━━━━━ Excerpt
# Breakfast?



## buggy (May 27, 2010)

What do you usually eat for breakfast?

I usually start with a bowl of plain oatmeal. Never liked the taste but really nutritious and good for health.


----------



## Montanablue (May 27, 2010)

I mix it up, otherwise I get bored. I rotate:

- oatmeal w/ fruit mixed in
- home-made granola
- corn tortilla w/ avacado
- scrambled eggs with black beans
- pop tarts (I try to avoid these, because they're not exactly a healthy way to start the day, but sometimes I have a craving)


----------



## Wayne (May 27, 2010)

buggy said:


> What do you usually eat for breakfast?
> 
> I usually start with a bowl of plain oatmeal. Never liked the taste but really nutritious and good for health.


 
You're just not fixing it up right. Add a spot of butter, some brown sugar, raisins and walnuts (or pecans).


----------



## SarahM (May 27, 2010)

Oatmeal with brown sugar, hashbrowns, and toast. Sometimes pancakes with strawberries. I find those to be really filling.


----------



## VictorBravo (May 27, 2010)

Toast, Andouile sausage, cheese, lately an orange because all my canned plums ran out, and a stout cup of Medaglia d'Oro because it's cheap.


----------



## AThornquist (May 27, 2010)

Fruit, a protein (eggs, protein shake, left-over meat), and salad; also I usually have a dairy either then, such as milk with the protein shake, or have dairy later in the day. I sometimes also add toast, a tortilla, or some other grain. And water.
━━━━━━━━━━
━━━━━ Listed entries
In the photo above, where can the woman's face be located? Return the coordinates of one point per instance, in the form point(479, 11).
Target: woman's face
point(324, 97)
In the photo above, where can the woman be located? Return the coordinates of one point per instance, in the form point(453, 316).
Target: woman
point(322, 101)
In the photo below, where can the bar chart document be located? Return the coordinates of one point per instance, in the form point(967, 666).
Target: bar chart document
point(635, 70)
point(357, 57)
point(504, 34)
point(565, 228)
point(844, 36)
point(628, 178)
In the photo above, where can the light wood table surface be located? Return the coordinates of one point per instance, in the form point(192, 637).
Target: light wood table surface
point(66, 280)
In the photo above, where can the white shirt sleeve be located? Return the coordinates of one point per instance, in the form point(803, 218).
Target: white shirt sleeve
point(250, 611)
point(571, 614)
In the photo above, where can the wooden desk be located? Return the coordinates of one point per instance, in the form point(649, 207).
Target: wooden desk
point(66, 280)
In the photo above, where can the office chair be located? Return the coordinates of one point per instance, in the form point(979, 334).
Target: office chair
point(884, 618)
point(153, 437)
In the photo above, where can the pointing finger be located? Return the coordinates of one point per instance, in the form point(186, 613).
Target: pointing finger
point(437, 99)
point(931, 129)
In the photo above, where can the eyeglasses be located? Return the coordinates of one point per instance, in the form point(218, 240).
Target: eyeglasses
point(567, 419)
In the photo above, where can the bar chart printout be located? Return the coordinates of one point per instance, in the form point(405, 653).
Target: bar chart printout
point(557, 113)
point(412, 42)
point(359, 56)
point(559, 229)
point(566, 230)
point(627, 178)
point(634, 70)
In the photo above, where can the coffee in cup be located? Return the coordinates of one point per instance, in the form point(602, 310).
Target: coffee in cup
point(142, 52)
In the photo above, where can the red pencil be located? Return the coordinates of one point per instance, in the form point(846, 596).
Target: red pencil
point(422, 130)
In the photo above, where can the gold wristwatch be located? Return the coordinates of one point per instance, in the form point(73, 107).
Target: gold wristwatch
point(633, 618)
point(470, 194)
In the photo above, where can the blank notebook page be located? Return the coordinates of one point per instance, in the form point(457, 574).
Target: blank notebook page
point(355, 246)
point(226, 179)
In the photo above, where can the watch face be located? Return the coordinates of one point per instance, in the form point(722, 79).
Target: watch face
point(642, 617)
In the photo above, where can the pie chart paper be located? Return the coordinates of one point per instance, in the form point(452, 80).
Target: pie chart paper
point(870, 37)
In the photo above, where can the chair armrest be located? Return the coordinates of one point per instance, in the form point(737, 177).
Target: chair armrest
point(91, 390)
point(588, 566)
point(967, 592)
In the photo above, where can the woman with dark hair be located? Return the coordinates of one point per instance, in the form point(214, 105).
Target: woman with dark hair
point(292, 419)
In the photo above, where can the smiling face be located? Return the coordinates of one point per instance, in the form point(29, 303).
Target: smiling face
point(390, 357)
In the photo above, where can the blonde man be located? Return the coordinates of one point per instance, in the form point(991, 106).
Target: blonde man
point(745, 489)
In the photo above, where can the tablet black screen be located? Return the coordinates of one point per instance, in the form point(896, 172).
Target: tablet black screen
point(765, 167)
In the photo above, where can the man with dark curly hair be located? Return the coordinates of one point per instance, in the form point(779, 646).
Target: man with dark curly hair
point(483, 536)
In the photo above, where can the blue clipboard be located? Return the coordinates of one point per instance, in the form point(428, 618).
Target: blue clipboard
━━━━━━━━━━
Resume the breakfast forum thread with the next post after its last one.

• **Exercise answer**
----------



## kvanlaan (May 27, 2010)

Bacon (sometimes), eggs (scrambled, fried, boiled), milk. Sometimes oatmeal. Sometimes french bread. Eggs play a large part in our diet because we have 50 laying hens. Perfect eggs are sold, cracked eggs are 'family' eggs. We get lots of 'family eggs' (rich, orange yolks that sit way up on the whites - mmmmm).


----------



## buggy (May 27, 2010)

In my unhealthy days I always visited McD. It's either hotcakes or a filet-O (still like that!). 

Now there'll be no such thing.


----------



## TheDow (May 27, 2010)

I usually have a scrambled egg quesadilla. (Scramble one egg w/ salsa, cook to nice half-circle, 1 whole wheat tortilla, sharp cheddar.)

On weekends, however, our morning permits us to make steel-cut oatmeal. For those who find they don't like rolled oats, I would tend to agree. Rolled oats have been cooked some and rolled flat. The oats lose a lot of their natural sweetness and nutrition when rolled, which is sad. Steel cut oats take about 40 minutes to make, but require little addition, except maybe a tad of sweetener. They make a tremendous breakfast porridge. (Sometimes steel cut oats are called Irish or Scottish oatmeal/oats.)

To do two servings, this is what we do (preparation courtesy of Alton Brown of Good Eats/Iron Chef fame):

Take 1/2 cup oats, and toast over medium heat with a little butter/margarine. When these start to smell nutty, they're done. No more than 3-4 minutes. You don't want to brown them.

At the same time you start the oats, heat up 1 1/2 cups of water to a boil. Easiest to use an electric kettle. If you don't have an electric kettle, start the water a little early so you don't toast the oats too long.

Turn the heat on the oats to low and pour the water into them. It'll make a bit of a fuss, but it'll quickly settle down. Cover and cook for 25 minutes.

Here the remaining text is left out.